### Directions for this task
Copy every entry below word for word, line by line.

### Record set
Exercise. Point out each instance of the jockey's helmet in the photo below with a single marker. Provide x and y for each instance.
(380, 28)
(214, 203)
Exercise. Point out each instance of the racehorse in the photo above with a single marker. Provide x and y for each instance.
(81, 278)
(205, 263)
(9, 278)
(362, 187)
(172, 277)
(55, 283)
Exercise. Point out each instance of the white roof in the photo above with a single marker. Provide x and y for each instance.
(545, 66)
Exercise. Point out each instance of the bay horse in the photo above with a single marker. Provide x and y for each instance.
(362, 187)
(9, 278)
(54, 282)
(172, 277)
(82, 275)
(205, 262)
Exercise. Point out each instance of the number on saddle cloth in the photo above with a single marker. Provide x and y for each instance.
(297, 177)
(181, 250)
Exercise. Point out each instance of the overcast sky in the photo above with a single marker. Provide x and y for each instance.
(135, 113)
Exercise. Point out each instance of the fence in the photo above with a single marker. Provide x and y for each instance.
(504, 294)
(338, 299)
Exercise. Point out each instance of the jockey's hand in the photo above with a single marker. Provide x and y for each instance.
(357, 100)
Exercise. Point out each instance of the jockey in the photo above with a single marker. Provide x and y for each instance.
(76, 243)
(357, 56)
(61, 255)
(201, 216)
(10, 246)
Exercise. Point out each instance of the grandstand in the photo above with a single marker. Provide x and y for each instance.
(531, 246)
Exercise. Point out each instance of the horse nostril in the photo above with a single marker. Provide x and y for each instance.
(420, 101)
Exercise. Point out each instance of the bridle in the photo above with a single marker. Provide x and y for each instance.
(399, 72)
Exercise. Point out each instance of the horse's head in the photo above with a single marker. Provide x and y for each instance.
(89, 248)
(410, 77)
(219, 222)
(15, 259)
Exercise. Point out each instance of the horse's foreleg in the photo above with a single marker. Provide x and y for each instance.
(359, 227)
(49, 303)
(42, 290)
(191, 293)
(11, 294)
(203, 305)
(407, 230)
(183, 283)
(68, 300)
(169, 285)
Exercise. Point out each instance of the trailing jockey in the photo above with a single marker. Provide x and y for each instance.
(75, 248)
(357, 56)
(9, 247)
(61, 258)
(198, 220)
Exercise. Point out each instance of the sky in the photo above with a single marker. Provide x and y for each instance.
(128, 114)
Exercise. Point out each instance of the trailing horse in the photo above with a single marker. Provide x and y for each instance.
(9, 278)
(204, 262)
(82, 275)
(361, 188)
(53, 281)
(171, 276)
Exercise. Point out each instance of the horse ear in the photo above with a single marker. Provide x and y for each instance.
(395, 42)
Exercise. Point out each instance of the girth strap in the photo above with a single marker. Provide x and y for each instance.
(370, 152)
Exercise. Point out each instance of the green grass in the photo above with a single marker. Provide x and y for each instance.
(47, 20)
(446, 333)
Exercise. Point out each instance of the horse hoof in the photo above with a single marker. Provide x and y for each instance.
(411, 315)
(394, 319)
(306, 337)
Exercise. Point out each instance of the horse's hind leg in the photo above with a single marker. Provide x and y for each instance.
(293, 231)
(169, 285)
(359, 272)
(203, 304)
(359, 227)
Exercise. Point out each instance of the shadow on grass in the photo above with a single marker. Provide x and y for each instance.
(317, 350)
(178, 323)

### The answer
Exercise. Point out each instance of the jockey's helmet in the photo below with a single marker. Provide x and y for each instance.
(380, 28)
(214, 203)
Exercise. Point out each instance of the racehorse in the photo above with a single marker. Provide x and y for each instance.
(81, 278)
(205, 263)
(9, 278)
(362, 187)
(172, 277)
(55, 283)
Exercise. Point out each instance of the white roof in the photo above with a single marker. Provide x and y for each instance.
(545, 66)
Exercise. Point out each instance of the bay horse in the photo above with a single marker. Provide x and y for each instance.
(362, 187)
(9, 278)
(54, 282)
(172, 277)
(82, 275)
(205, 262)
Exercise. Point out each instance of the number on saddle cloth in the photo above with a single marker. Provide x and y for each instance.
(297, 177)
(181, 250)
Exercise. Point out each instance of the overcast sky in the photo above with a single marker. Provide x and y for each instance.
(135, 113)
Exercise. Point out each instance of the fence in the photo above with a single marker. Provide x and y for each instance.
(504, 294)
(338, 299)
Exercise. Point out each instance of the jockey's hand in the photo above with a single marker. Provide x and y for each instance.
(357, 100)
Exercise. Point out each instance of the jockey in the photo above with a single marker. Provide x and y for each instance.
(76, 243)
(357, 56)
(61, 255)
(201, 216)
(10, 246)
Exercise. Point out each instance of the grandstand in the photo above with a single marker. Provide x and y for each instance.
(531, 246)
Exercise. Point out each instance of the horse nostril in the photo above with a single marker. Provide x and y for each instance.
(420, 101)
Exercise. Point out each instance of the bridle in the photo above with a single marker. Provide x and y for each instance.
(399, 72)
Exercise. Point out each instance of the horse's head in the photo above with a single marker. Provide x and y for each instance.
(89, 248)
(410, 77)
(219, 222)
(15, 259)
Exercise. Point out each instance of the horse's foreleg in the photo above with a single marker. Provide x and y for each instance.
(359, 227)
(49, 303)
(42, 290)
(191, 293)
(11, 294)
(203, 305)
(407, 230)
(183, 283)
(68, 300)
(169, 285)
Exercise. Point out each instance of the trailing jockey in the photo above with a single marker. Provide x and y for each instance.
(75, 248)
(357, 56)
(9, 247)
(61, 258)
(198, 220)
Exercise. Point out each instance of the sky in the photo above with a single marker. Provide x and y for each instance.
(128, 114)
Exercise. Point out each instance of the trailing horse in the photo above with a single marker. Provide x and y for each instance.
(9, 278)
(204, 262)
(82, 275)
(361, 188)
(53, 281)
(171, 276)
Exercise. Point out each instance of the horse ear in the photo above with a single marker. Provide x and y for each instance.
(395, 42)
Exercise. Point out each instance of the girth strap in the photo above with a single marker. Provide x and y for each instance.
(370, 152)
Exercise. Point out each instance of the green grass in the photo above with a single marker. Provide x and y for each instance.
(47, 20)
(446, 333)
Exercise. Point out each instance of the horse hoof in the photo above with a single marker. Provide x and y for each instance.
(411, 315)
(394, 319)
(306, 337)
Exercise. Point out each instance of the horse's hind leg in the photo above with a single marker. Provide x and y for each instance.
(293, 231)
(169, 285)
(359, 272)
(203, 304)
(359, 227)
Exercise. Point out each instance of the shadow on grass in the photo above with a single marker. Provide x and y for each instance.
(317, 350)
(178, 323)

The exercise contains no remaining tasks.